§ **Exercise description**:
Which lines of the records hold the string "pick"? Report only how many of them there are.

Stored data entries
/---

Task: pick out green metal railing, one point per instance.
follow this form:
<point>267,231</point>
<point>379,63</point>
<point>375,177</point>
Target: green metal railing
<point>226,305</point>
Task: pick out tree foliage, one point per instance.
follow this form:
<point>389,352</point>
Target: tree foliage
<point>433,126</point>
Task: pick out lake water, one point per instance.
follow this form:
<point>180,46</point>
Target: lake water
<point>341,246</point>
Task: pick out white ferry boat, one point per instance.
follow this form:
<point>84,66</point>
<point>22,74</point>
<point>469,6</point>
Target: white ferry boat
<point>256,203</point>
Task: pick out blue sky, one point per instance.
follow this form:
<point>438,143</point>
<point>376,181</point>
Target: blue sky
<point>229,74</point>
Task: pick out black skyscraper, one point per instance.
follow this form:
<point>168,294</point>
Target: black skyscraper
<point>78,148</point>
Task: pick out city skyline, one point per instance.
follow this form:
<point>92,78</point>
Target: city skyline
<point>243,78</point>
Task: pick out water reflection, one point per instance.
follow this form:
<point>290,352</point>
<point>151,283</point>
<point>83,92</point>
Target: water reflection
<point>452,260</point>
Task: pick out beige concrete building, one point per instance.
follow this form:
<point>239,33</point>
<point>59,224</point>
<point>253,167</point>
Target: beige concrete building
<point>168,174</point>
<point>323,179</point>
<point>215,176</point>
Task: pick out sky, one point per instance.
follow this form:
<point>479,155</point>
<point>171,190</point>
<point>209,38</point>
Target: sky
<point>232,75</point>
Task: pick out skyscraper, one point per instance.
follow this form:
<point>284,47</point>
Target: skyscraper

\---

§ **Exercise answer**:
11